▸ What you have to do
Nothing in the records may change when you print them out again.

▸ Data for this exercise
┄┄┄┄┄┄┄┄┄┄┄┄┄┄┄┄┄┄┄┄
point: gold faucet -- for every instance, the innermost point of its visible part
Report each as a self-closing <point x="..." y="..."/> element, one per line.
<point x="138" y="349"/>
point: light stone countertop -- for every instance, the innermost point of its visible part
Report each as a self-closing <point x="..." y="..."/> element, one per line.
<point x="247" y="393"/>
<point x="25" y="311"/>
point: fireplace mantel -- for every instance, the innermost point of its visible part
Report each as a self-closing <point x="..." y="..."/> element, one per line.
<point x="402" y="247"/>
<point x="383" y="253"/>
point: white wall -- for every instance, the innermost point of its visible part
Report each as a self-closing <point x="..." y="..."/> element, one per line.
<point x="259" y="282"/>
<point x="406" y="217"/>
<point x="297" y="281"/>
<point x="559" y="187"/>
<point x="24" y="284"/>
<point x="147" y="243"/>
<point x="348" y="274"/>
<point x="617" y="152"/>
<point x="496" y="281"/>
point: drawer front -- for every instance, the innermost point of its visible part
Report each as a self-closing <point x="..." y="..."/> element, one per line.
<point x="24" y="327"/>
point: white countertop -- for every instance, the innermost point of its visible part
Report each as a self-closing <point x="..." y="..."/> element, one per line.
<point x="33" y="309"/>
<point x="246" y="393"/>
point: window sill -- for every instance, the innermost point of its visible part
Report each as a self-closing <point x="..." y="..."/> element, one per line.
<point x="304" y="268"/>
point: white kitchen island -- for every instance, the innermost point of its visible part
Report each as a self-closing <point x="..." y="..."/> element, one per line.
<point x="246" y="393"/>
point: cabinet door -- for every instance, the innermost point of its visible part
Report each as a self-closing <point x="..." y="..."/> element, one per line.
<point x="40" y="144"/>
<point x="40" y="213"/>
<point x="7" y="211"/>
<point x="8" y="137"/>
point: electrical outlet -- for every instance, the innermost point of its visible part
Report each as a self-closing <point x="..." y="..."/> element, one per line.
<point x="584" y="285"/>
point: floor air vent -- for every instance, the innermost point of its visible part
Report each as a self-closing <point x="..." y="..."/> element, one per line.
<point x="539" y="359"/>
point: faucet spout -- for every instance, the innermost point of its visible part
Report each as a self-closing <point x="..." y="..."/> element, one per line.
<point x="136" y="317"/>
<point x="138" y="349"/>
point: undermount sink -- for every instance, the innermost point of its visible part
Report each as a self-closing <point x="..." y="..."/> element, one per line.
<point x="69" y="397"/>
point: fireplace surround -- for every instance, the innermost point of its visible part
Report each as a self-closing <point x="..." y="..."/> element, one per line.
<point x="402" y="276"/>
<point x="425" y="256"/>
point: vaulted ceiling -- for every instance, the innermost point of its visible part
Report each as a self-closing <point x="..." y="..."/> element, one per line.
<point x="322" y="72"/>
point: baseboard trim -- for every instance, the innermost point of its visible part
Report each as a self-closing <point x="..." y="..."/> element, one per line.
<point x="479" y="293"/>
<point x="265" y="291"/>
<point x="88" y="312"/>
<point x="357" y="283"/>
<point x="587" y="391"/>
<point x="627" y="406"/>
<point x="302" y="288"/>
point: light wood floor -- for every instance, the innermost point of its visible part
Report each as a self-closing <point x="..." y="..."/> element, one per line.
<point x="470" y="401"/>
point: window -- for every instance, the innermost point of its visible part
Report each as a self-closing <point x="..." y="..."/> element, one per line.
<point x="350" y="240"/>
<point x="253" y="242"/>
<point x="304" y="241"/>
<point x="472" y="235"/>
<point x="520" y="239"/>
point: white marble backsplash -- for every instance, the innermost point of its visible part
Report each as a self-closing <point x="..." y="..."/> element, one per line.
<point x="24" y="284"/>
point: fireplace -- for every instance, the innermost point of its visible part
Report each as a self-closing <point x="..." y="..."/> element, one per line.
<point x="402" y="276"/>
┄┄┄┄┄┄┄┄┄┄┄┄┄┄┄┄┄┄┄┄
▸ Task result
point: gold faucet -- for every instance, the innermost point of its visible part
Report each as a self-closing <point x="..." y="..."/> element, one per line.
<point x="138" y="349"/>
point: light stone countertop -- for every instance, the innermost point of its visible part
Report each as a self-closing <point x="..." y="..."/> element, one per line.
<point x="247" y="393"/>
<point x="25" y="311"/>
point: fireplace mantel -- for every instance, the innermost point of its visible part
Report each as a self-closing <point x="..." y="..."/> element, one per line.
<point x="402" y="247"/>
<point x="383" y="253"/>
point: white wall -- for every instance, the innermost point of its visible part
Report each as a self-closing <point x="..." y="..."/> element, one per line.
<point x="259" y="282"/>
<point x="406" y="217"/>
<point x="297" y="281"/>
<point x="559" y="187"/>
<point x="24" y="284"/>
<point x="147" y="243"/>
<point x="348" y="274"/>
<point x="617" y="152"/>
<point x="496" y="281"/>
point: drawer front -- for every instance, the innermost point of its visible part
Report each as a self-closing <point x="..." y="..."/> element, one per line.
<point x="24" y="327"/>
point: white countertop -- for every instance, the innermost point of its visible part
Report each as a self-closing <point x="..." y="..."/> element, one per line.
<point x="33" y="309"/>
<point x="246" y="393"/>
point: window sill -- for every instance, the innermost point of its visible part
Report each as a self-closing <point x="..." y="..."/> element, one per line.
<point x="304" y="268"/>
point: white kitchen island -- for every instance, the innermost point of its visible part
Report each as a self-closing <point x="..." y="..."/> element, one per line.
<point x="246" y="393"/>
point: cabinet door -- for every instance, the innermost point of its visible part
Report each as a self-closing <point x="..." y="..."/> element, one per line.
<point x="40" y="144"/>
<point x="40" y="213"/>
<point x="7" y="211"/>
<point x="8" y="137"/>
point: electrical outlet -- for every instance, the innermost point of its visible part
Report each as a self-closing <point x="..." y="..."/> element, one per line.
<point x="584" y="285"/>
point: floor air vent -- for every instance, the innermost point of its visible part
Report each as a self-closing <point x="..." y="..."/> element, one per line.
<point x="539" y="359"/>
point: faucet spout -- for every instance, the innermost point of its visible part
Report each as a self-closing <point x="..." y="..."/> element, one per line.
<point x="136" y="317"/>
<point x="138" y="349"/>
point: undermount sink -- for every instance, the innermost point of its visible part
Report each as a self-closing <point x="..." y="..."/> element, one per line.
<point x="69" y="397"/>
point: fireplace surround -- for every instance, the innermost point of its visible part
Report each as a self-closing <point x="..." y="..."/> element, one per line.
<point x="402" y="276"/>
<point x="425" y="256"/>
point: vaulted ceiling -- for every instance, the innermost point of its visible part
Report each as a self-closing <point x="..." y="..."/> element, one per line.
<point x="322" y="72"/>
point: baseboard trim -- for every instance, the innermost point of its visible part
Report each as a self-closing <point x="..." y="..."/> element, one per line.
<point x="479" y="293"/>
<point x="265" y="291"/>
<point x="88" y="312"/>
<point x="357" y="283"/>
<point x="587" y="391"/>
<point x="627" y="406"/>
<point x="302" y="288"/>
point: light wood floor -- for every instance, the innermost point of its visible part
Report each as a self-closing <point x="..." y="..."/> element, one per line.
<point x="470" y="401"/>
point: window -- for every instance, the innermost point of its visible part
Report each as a self-closing <point x="..." y="..."/> element, one per line.
<point x="350" y="240"/>
<point x="253" y="242"/>
<point x="304" y="241"/>
<point x="472" y="235"/>
<point x="520" y="239"/>
point: white marble backsplash -- for every instance, the innermost point of its visible part
Report each as a self-closing <point x="..." y="..."/> element, one per line.
<point x="24" y="284"/>
point: fireplace -- for every instance, the innermost point of its visible part
Report each as a self-closing <point x="..." y="..."/> element, one per line.
<point x="402" y="276"/>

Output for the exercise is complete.